#### TEXTAUSZUG
______

# Executable jar-File erstellen



## qde (27. Juli 2005)

Hallo!
Ich habe nun ein Programm erstellt und möchte es nun lauffähig für Klienten machen. Mein Programm besitzt eine grafische Oberfläche, welche durch eine Main-Methode konstruiert wird. Ich benutze Eclipse und wollte das ganze nun als jar-File exportieren. Bei dem Punkt 
"Generate the manifest file" bzw. "use existing manifest file from workspace" weiss ich allerdings nicht weiter. Auch bei der Option "seal contents" bin ich etwas ratlos. Bei den anderen optionen bin ich mir auch nicht so ganz sicher, sondern habe eher intuitiv geklickt. Hat jemand vielleicht irgendwo ein Tutorial zur Hand, welches am besten für Eclipse-Benutzer den weg zum lauffähigen Programm beschreibt?

Kann man die jar-Files eigentlich auch mit Linux ausführen (sofern jre installier)? Java ist doch plattformunabhängig...

Vielen Dank für eure Hilfe


----------



## illaX (27. Juli 2005)

Ja die Files können ausgeführt werden, wenn ein jre installiert ist.

Erstellen eines *.jar
Rechtsklick auf dein Projekt, Export, Jar File, dann habe ich immer standard einstellungen und gebe nur noch die Main Class bei Select the class of the application entry point an.


----------



## fanfan (27. Juli 2005)

Ich gebe immer an: Use existing manifest from workspace. Das Manifest habe ich vorher angelegt: (Datei die einfach manifest heisst):

Manifest-Version: 1.0
Main-Class: verwaltung.startfenster.Startfenster
Class-Path: swt\swt.jar jdbc\msutil.jar jdbc\mssqlserver.jar jdbc\msbase.jar

(wichtig ist auch eine Leerzeile nach der letzten Textzeile)

Seal Contents ist dann ausgeblendet. Ich weiss leider nicht was das bedeutet. 
Du kannst auch mal hier schauen: 
http://www.joller-voss.ch/tools/eclipse/EclipseSWTStarthilfe.pdf


----------

______

#### AUFGABE A
Wie viele Zeilen der Datensätze enthalten die Zeichenfolge „green“? Groß- und Kleinschreibung ist zu beachten, und gefragt ist nur die Zahl.
Textauszug und Datensätze haben inhaltlich nichts miteinander zu tun.

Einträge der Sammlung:
______

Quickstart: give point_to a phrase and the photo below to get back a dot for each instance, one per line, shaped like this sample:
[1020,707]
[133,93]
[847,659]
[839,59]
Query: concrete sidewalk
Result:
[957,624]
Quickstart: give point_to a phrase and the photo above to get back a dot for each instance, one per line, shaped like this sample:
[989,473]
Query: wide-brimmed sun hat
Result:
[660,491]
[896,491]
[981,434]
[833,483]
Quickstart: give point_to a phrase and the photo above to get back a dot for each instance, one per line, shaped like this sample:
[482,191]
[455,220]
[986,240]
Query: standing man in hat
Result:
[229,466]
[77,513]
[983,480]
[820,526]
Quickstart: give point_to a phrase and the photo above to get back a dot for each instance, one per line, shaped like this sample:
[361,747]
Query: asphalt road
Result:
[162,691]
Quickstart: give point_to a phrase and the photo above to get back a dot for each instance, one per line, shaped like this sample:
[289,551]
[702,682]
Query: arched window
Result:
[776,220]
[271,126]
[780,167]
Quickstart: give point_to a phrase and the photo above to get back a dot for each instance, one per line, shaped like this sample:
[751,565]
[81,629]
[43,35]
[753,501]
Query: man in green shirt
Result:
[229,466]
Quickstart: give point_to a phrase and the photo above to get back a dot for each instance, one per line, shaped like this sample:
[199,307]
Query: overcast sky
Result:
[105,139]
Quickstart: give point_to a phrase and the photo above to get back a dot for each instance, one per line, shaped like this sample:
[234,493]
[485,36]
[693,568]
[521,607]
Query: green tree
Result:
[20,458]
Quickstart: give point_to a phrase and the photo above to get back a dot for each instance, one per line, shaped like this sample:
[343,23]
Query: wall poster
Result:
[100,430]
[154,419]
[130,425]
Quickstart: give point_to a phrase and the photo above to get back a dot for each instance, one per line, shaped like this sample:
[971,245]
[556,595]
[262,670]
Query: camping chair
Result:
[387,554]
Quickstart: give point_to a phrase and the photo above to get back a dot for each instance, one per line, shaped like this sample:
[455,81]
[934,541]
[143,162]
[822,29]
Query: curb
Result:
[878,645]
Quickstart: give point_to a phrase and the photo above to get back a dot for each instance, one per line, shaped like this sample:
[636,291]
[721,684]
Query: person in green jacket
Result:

______

#### AUFGABE B
Welche jar-Dateien nennt der Textauszug zum Export ausführbarer jar-Files in der Zeile „Class-Path“? Zähle alle auf.

#### ERGEBNIS A
3

#### ERGEBNIS B
swt\swt.jar
jdbc\msutil.jar
jdbc\mssqlserver.jar
jdbc\msbase.jar